The square cube law doesn’t mean you can’t have bigger things, it just means you can’t scale up an existing thing indefinitely and expect it to work.

The bigger animals, like the dinosaurs you’re thinking of, simply had differently structured bodies that allowed them to be bigger (more bone to body ratio, hollow bones…).

It’s not like an elephant is the upper limit for mammal size. If you took a mouse and made it as big as an elephant, it would also collapse. If you took a small dinosaur, and made it bigger it would also (probably) not work.

The square-cube law isn’t specific to biology, it’s just an observation about how volume grows faster (cubically) than surface (squarly), which also (usually) means that mass will grow faster than the support structure for that mass. An elephants weight is supported by its bones, muscles etc. If you scaled it up the bones would get bigger too, but the mass of the bones would get bigger faster, and at some point, it would get too much. If you wanted a bigger elephant, you’d need to change how much bone it has compared to It’s body size (not just how much bone it has compared to a smaller elephant). The reason real elephants can’t get any bigger is that when a new one is born, evolution doesn’t go on a character select screen and pick what kind of bone-to-mass ratio it would want. It’s stuck with what it has, at least for now.

#### [WORK ORDER 1]
In the square-cube law explanation, what would happen to a mouse made as big as an elephant?
#### [WORK ORDER 2]
Extend the square-cube law explanation past its final sentence, keeping the same casual voice.

Stored entries
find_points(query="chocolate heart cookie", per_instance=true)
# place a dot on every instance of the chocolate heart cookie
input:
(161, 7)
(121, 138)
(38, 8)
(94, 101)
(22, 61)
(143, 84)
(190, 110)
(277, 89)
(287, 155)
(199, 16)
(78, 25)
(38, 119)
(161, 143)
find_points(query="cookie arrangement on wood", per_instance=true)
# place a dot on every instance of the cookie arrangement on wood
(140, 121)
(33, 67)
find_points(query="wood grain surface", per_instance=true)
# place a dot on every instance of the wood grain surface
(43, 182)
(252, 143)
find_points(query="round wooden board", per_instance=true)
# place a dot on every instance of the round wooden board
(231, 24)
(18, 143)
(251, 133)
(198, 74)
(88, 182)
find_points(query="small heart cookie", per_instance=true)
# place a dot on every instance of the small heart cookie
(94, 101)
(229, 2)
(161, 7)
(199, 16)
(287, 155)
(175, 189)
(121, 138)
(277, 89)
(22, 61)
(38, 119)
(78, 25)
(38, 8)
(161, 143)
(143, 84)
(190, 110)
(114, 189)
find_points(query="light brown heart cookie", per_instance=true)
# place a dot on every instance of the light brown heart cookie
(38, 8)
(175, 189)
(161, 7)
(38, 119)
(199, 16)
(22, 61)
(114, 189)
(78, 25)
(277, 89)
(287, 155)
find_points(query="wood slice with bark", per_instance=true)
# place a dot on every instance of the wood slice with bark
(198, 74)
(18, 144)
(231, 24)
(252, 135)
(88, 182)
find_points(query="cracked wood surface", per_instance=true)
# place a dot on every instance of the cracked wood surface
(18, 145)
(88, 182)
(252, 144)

#### [TASK RESULT 1]
It would collapse.

#### [TASK RESULT 2]
Edit: Just to address this, because people keep posting bits and pieces of it in the replies: yes, the square-cube law has many more biological implications than just collapsing under your own weight because your bones and what not were not prepared to handle it. That’s just the most common thing you hear when people talk about it in popularization, because it’s kinda fun, in a morbid way.

One other thing that becomes a problem, and you can see this very well with elephants specifically, is that as you grow, you become to have cooling problems, since you gradually have less and less skin to disipate the heat, proportional to how much you’re producing. That’s why elephants have such huge ears. But there’s many other implications, such as not being able to absorb enough oxygen, because your lungs are too small, not being able process nutrients fast enough, because you don’t have enough gut surface… Really anything that has anything to do with the surface or cross section of an organ will become problematic if you scale an animal up or down.